● STATED GOAL A: Pull out each line of the records that contains the string "background", matching case exactly, and copy those lines unchanged.

● QUOTED TEXT:

## Start

Having an accurate understanding of the availability of water resources has become important and necessary. This variable depends to a large extent on the storage and regulation capacities of mountain watersheds and the climate variability that affects the area [2]. The precipitation regime in south-central Chile (lat. 34°–40° S) is associated mainly with the successive passage of frontal systems resulting from the seasonal shift of the South Pacific subtropical anticyclone (April to September) [3], which enter the continent from the Pacific Ocean. During warmer months, meanwhile, the anticyclone shifts a few degrees to the south, impeding the formation of precipitation associated with the passage of such frontal systems.
The Coastal and Andes mountain ranges generate strong precipitation gradients that can also vary among storms, locally modifying precipitation amounts recorded by precipitation gauge stations [4]. However, due to its low density, the precipitation gauge station network in Chile may prove insufficient for correctly characterizing spatial precipitation variability. For example, in south-central Chile, there is a precipitation gauge station density of approximately 1 precipitation gauge every 675 km2, and most of these stations are concentrated in the Central Valley and along the coast. This density is very low in comparison to the recommendations of the World Meteorological Organization (WMO); according to the WMO [5], to have a good precipitation gauge network in terms of density, there must be at least one precipitation gauge every 250 km2 in mountainous areas and one every 575 km2 in interior plains [5,6]. In addition, the presence of mountainous reliefs complicates access and impedes the installation of precipitation gauge stations; therefore, there is a much lower density in areas such as the western slope of the Andes and the highlands of the Coastal Range (e.g., Nahuelbuta Range, lat. ~37°45′ S). Thus, in a watershed with areas that are mostly mountainous, precipitation may be underestimated since the increase in precipitation due to the orography may not correctly represented.

## End

● GIVEN DATA:
## Start

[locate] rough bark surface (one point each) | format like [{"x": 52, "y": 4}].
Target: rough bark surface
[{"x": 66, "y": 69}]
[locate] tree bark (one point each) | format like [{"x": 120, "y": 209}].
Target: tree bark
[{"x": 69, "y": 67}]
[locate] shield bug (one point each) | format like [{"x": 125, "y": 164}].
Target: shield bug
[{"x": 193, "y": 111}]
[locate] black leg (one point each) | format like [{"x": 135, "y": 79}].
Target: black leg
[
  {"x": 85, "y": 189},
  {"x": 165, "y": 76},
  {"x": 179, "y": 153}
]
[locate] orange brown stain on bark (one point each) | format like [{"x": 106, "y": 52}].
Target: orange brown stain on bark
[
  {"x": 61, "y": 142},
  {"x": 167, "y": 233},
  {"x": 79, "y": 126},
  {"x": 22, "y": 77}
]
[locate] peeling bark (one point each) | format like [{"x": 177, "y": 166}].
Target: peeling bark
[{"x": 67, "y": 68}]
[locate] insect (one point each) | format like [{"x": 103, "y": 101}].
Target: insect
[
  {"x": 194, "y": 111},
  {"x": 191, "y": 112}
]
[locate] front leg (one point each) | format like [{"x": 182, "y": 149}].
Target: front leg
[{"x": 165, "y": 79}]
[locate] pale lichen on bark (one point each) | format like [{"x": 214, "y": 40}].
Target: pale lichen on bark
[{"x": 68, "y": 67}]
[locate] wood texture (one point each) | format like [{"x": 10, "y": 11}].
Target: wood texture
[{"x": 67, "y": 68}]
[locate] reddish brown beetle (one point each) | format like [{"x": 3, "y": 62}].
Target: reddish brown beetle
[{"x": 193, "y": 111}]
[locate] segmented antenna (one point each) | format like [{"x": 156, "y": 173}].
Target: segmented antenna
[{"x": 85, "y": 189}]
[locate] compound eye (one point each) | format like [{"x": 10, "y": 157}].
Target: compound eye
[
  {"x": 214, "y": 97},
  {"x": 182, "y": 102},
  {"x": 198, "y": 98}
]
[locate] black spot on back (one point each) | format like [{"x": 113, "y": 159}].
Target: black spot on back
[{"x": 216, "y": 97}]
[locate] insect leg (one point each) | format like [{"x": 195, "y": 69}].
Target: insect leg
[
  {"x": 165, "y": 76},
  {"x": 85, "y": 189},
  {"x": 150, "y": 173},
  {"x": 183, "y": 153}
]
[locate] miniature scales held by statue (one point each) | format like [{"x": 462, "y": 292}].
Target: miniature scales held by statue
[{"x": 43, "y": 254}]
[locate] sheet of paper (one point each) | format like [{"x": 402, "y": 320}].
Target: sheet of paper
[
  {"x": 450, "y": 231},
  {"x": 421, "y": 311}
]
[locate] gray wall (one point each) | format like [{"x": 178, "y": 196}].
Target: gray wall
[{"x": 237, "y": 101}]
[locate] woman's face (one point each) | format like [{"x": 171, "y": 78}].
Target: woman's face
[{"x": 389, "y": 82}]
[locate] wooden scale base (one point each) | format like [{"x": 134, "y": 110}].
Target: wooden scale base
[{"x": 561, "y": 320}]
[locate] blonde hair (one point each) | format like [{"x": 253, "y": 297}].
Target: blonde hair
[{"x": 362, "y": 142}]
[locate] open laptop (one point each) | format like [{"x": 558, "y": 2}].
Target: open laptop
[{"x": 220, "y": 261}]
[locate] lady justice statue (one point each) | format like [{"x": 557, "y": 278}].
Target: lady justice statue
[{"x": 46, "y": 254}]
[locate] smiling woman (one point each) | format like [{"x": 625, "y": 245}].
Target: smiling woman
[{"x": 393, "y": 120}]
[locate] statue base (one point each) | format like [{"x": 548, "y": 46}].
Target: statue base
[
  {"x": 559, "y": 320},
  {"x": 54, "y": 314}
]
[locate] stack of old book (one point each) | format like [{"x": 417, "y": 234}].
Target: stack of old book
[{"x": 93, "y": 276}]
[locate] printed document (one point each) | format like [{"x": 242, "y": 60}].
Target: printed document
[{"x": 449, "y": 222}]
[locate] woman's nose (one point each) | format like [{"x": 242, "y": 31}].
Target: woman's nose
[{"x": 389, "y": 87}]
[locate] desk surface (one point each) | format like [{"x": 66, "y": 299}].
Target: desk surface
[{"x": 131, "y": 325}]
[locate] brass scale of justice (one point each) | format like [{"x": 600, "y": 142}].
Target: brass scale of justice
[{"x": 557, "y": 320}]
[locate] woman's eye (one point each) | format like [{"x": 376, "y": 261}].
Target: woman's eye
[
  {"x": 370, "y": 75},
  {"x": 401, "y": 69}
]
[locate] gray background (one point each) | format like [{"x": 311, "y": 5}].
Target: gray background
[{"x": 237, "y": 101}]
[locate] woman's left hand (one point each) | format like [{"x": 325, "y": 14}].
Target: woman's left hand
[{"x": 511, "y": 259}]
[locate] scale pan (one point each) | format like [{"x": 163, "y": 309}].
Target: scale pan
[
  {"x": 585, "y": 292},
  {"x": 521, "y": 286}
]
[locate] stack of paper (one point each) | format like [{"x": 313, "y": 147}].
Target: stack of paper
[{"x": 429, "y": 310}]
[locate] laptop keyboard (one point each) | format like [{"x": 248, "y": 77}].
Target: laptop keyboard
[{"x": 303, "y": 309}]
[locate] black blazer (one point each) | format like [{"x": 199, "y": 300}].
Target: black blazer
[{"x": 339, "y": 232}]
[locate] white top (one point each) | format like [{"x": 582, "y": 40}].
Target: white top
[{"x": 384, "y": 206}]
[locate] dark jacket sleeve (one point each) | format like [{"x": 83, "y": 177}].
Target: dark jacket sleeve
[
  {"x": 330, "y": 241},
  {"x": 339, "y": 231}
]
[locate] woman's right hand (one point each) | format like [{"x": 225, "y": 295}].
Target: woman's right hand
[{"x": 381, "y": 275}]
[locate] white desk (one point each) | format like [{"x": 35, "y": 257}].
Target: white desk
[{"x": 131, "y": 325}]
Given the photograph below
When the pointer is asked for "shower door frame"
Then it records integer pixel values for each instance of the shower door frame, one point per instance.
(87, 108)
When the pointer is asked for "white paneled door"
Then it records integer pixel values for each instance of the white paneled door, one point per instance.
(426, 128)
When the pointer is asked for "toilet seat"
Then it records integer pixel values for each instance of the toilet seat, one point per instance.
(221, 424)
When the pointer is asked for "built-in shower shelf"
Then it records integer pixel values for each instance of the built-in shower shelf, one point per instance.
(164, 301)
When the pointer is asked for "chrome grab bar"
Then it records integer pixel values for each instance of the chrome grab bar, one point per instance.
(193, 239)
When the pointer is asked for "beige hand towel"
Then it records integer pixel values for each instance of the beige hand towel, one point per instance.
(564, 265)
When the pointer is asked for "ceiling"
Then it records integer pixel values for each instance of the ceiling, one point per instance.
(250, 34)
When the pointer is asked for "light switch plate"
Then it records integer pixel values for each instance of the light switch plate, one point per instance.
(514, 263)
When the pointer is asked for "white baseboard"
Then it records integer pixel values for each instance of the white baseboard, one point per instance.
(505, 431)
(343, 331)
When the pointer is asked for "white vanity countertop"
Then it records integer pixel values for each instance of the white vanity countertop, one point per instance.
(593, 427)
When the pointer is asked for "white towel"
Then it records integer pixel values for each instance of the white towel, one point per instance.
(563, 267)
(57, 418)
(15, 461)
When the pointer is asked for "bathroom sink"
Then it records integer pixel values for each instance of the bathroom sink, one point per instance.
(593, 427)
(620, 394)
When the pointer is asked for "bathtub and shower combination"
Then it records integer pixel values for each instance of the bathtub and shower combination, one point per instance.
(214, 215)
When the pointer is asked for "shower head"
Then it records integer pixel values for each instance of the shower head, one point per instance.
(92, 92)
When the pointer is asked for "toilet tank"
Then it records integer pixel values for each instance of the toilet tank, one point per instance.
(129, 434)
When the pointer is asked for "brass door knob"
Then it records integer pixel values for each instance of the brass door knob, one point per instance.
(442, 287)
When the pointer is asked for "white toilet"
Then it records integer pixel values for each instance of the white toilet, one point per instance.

## End

● STATED GOAL B: Pick up the passage on precipitation gauge coverage in south-central Chile after its last sentence and carry it forward.

● WRITTEN ANSWER A:
[locate] gray background (one point each) | format like [{"x": 311, "y": 5}].
Target: gray background

● WRITTEN ANSWER B:
Precipitation variability in both spatial and temporal terms is influenced by atmospheric thermodynamics, which depend on topography and relief, introducing marked imbalances in the spatial distribution of precipitation [7]. Daly et al. [8] hold that the main source of uncertainty in the characterization of the spatial distribution of precipitation is related to mountain height and meteorological factors such as atmospheric stability and moisture availability, among others. Therefore, it proves necessary to estimate precipitation in watersheds with a complex topography such as those of south-central Chile—with the presence of the Coastal Range and the Andes—for appropriate hydrological management.
There are numerous simulation models in the literature that can be applied to determine total watershed input [2,9,10,11,12,13]. Water availability in a watershed can be quantified through hydrological models; however, in order to achieve this objective, it is necessary to compile information on its meteorology, streamflows and geomorphology. The objective of this study is to quantify the effect of the morphology of south-central Chile (Coastal Range–Central Valley–Andes) on the spatial distribution of precipitation and its relationship to annual precipitation records from the national precipitation gauge network in order to propose a correction alternative for the available records. To this end, a spatially distributed precipitation correction factor was determined through inverse modeling, allowing recorded precipitation amounts to be related to precipitation increases, comparing the net input and output volumes per watershed in south-central Chile.

2. Study Area

The study area includes 41 watersheds located in south-central Chile (lat. ~34.5° to 39.5° S, Figure 1). Of these, 15 are located in the Andes, 16 in the Central Valley, and 10 in the Coastal Range.
The study area is ~100,000 km2 and includes the Coastal Range (with an average elevation of 1200 m.a.s.l.), the Andes (with altitudes greater than 4000 m.a.s.l.) and the Central Valley. This last area is a flat valley located between the two mountain ranges (see topography in Figure 1). The area has an average precipitation gauge density of 1 precipitation gauge every 675 km2, which can be subdivided into 1 precipitation gauge every 540 km2 in low zones (below 400 m.a.s.l.) and 1 precipitation gauge every 960 km2 in mountainous areas (above 400 m.a.s.l.). In mountainous areas, the station density is a quarter of that recommended by the World Meteorological Organization [5].

3. Data

To carry out the study, an inverse hydrological modeling approach was used, which consists of deriving the precipitation inputs to a watershed from modeling and comparing the results of a model with streamflow records in the modeled watershed.
The modeling requires monthly series of precipitation, streamflow, air temperature and potential evapotranspiration values, in addition to the morphological characterization of each watershed, which was constructed with a digital terrain model made from 1-arc-second-resolution (30 m) ASTER (Advanced Spaceborne Thermal Emission and Reflection Radiometer) images.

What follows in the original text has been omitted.